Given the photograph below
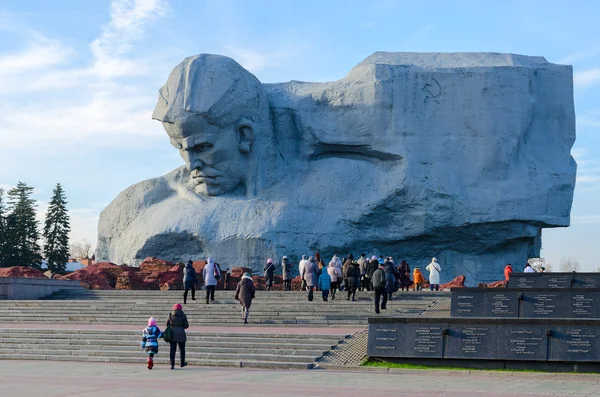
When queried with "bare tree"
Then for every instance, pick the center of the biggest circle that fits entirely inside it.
(569, 265)
(81, 250)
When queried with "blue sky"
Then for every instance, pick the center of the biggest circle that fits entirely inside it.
(79, 80)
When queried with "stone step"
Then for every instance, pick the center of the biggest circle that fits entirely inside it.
(318, 341)
(247, 349)
(192, 354)
(150, 306)
(191, 335)
(163, 362)
(225, 322)
(134, 346)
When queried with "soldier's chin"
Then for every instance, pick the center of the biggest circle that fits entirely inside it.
(208, 190)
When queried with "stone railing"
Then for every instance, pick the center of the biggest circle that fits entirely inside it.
(18, 288)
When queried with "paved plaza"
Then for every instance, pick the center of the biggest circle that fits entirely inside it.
(51, 378)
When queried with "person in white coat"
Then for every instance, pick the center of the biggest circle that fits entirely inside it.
(528, 269)
(301, 267)
(210, 273)
(335, 274)
(434, 269)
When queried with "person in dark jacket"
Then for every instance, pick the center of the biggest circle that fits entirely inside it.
(178, 322)
(352, 276)
(150, 337)
(373, 266)
(286, 272)
(324, 284)
(391, 275)
(269, 273)
(309, 275)
(404, 272)
(244, 293)
(347, 264)
(363, 263)
(190, 281)
(379, 281)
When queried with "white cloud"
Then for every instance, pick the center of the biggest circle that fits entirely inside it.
(579, 56)
(83, 222)
(81, 102)
(41, 52)
(252, 60)
(127, 23)
(84, 225)
(586, 78)
(585, 219)
(589, 119)
(587, 178)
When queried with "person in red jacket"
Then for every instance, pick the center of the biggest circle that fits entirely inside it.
(507, 271)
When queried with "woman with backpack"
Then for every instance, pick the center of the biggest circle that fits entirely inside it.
(211, 274)
(175, 334)
(269, 273)
(286, 272)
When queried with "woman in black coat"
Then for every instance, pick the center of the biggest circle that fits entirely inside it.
(353, 277)
(404, 272)
(244, 293)
(178, 322)
(190, 281)
(391, 275)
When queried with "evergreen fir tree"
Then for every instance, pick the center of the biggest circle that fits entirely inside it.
(22, 232)
(3, 235)
(56, 232)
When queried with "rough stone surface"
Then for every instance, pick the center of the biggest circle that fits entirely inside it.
(495, 284)
(462, 156)
(103, 275)
(21, 271)
(458, 282)
(350, 353)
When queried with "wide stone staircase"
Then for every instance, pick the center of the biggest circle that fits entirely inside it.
(291, 351)
(105, 326)
(269, 308)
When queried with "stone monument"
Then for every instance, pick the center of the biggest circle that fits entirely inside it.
(461, 156)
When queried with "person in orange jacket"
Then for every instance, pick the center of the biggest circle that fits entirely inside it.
(507, 271)
(418, 279)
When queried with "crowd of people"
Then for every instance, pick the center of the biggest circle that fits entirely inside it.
(378, 274)
(527, 269)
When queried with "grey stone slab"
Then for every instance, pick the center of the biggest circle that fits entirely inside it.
(522, 342)
(554, 280)
(575, 344)
(373, 128)
(546, 304)
(519, 339)
(472, 341)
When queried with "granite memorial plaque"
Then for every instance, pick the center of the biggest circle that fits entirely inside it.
(522, 342)
(520, 339)
(468, 302)
(550, 280)
(582, 280)
(523, 280)
(472, 341)
(384, 340)
(501, 303)
(554, 280)
(545, 304)
(574, 344)
(423, 340)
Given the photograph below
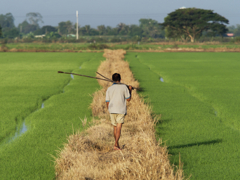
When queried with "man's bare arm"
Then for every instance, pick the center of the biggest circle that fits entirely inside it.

——

### Problem
Output all of the entries verbatim, leaving out any images.

### Task solution
Given the photograph below
When queried with "bare tree"
Then for every instance, pick the center of the biggest circle that fits entirely inside it.
(569, 265)
(81, 250)
When queried with "blue sky"
Then for every instance, pick the center of the biggest circle that fits entirely inside it.
(79, 80)
When queried with "stone step"
Then for every instance, pick the center of the biggest circle that fits entirely inside it.
(318, 341)
(247, 349)
(192, 354)
(150, 306)
(191, 335)
(163, 362)
(225, 322)
(134, 346)
When queried with "soldier's chin"
Then for every instance, pick the center of the biggest circle that fits entirely inside it.
(208, 190)
When queried with "stone railing"
Then for every instance, pick the center of the biggest circle that fits entirely inside it.
(18, 288)
When queried with "paved plaza"
Then for every instance, pick the center of the biggest circle that fits entirely inside it.
(51, 378)
When queried with "person in white coat"
Then for every instance, pick the center of the biggest circle that fits entirely inside it.
(528, 269)
(301, 267)
(210, 273)
(335, 274)
(434, 269)
When queried with "person in dark jacket"
Then for every instance, pick the center of the biggest circle that fits entirely inside it.
(178, 322)
(352, 276)
(150, 337)
(373, 266)
(286, 272)
(324, 284)
(391, 275)
(269, 273)
(309, 275)
(404, 272)
(244, 293)
(347, 264)
(363, 263)
(190, 281)
(379, 281)
When queried with "white cloud"
Then for every instance, pick the center of the biggest circle that fits entirely inside it.
(579, 56)
(83, 222)
(81, 102)
(41, 52)
(252, 60)
(127, 23)
(84, 225)
(586, 78)
(585, 219)
(589, 119)
(587, 178)
When queried with "person in red jacket"
Then for every instance, pick the center of the biggest circle that fits entirely inside it.
(507, 271)
When queried with "woman with backpack"
Then for every instance, pick the center of the biggest circle that fits entirely inside it.
(211, 274)
(175, 334)
(269, 273)
(286, 272)
When queried with "woman in black coat"
Then for every instance, pick the center of the biggest circle that fits entirely inside it.
(353, 277)
(404, 272)
(244, 293)
(178, 322)
(190, 281)
(391, 275)
When queried with "evergreen fir tree"
Then for every instance, pick the center of the biggest circle that fits entirely inside it.
(22, 232)
(3, 235)
(56, 232)
When queried with "rough stone surface"
Then for every instance, pick the center of the biggest circle that fits entirely inside it.
(495, 284)
(462, 156)
(103, 275)
(21, 271)
(458, 282)
(350, 353)
When queried with "wide stone staircase"
Then for every instance, pick the center of the biggest circle that fits entirely inside it.
(291, 351)
(105, 326)
(269, 308)
When queried with "stone monument"
Then for every instance, pick the center of the biggest circle that fits entirely inside it.
(461, 156)
When queried with "person in orange jacket"
Then for every instance, pick the center of the biggest circle that fits entirely inside it.
(507, 271)
(418, 279)
When queried with "crowd of people"
Then for every instance, pick the center of the biggest circle that fits entirely inside it.
(378, 274)
(527, 269)
When queried with "grey stone slab"
Then for every instance, pick the center of the biggest circle that fits entirely inside it.
(522, 342)
(554, 280)
(575, 344)
(373, 128)
(546, 304)
(519, 339)
(472, 341)
When queried with "granite memorial plaque"
Then for every instance, pick the center of the biggest circle that fits entirely inside it.
(522, 342)
(520, 339)
(468, 302)
(550, 280)
(582, 280)
(523, 280)
(472, 341)
(384, 340)
(501, 303)
(554, 280)
(545, 304)
(574, 344)
(423, 340)
Given the photograph below
When queried with "man's bare arm"
Then for every instance, pick the center of the biggest circle that fits entirely inside it.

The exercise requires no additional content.